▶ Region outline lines
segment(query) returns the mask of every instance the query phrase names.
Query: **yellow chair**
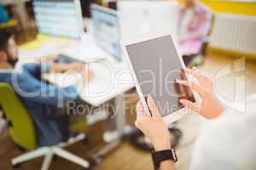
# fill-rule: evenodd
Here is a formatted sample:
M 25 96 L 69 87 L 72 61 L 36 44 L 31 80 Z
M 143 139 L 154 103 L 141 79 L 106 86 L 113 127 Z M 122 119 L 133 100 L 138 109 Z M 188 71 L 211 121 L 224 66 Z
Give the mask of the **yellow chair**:
M 9 84 L 1 82 L 0 92 L 0 105 L 4 110 L 10 135 L 14 142 L 19 146 L 31 150 L 24 155 L 13 158 L 12 165 L 14 167 L 21 162 L 44 156 L 45 157 L 41 169 L 47 170 L 50 166 L 53 156 L 55 154 L 84 168 L 90 167 L 90 164 L 87 161 L 62 149 L 65 146 L 84 140 L 85 134 L 79 134 L 75 138 L 70 139 L 67 142 L 61 143 L 57 145 L 38 148 L 32 119 L 13 88 Z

▶ Work to do
Put the lines above into a JSON list of strings, one string per line, leaving out blank lines and pictures.

▶ Correct response
[
  "segment(query) returns the mask of every instance the query phrase names.",
  "Query: **yellow chair**",
  "# fill-rule: evenodd",
  "Here is a formatted sample:",
  "M 25 96 L 69 87 L 72 61 L 36 44 L 31 80 Z",
  "M 143 139 L 154 103 L 141 79 L 106 86 L 113 127 Z M 122 119 L 133 100 L 138 109 Z M 188 71 L 211 121 L 224 66 Z",
  "Give the mask of the **yellow chair**:",
  "M 9 84 L 1 82 L 0 92 L 0 105 L 4 110 L 10 135 L 14 142 L 19 146 L 31 150 L 24 155 L 13 158 L 12 165 L 14 167 L 21 162 L 44 156 L 45 157 L 41 169 L 47 170 L 50 166 L 53 156 L 55 154 L 84 168 L 90 167 L 90 164 L 87 161 L 62 149 L 65 146 L 84 140 L 85 134 L 79 134 L 75 138 L 70 139 L 67 142 L 61 143 L 57 145 L 38 148 L 32 119 L 13 88 Z"
]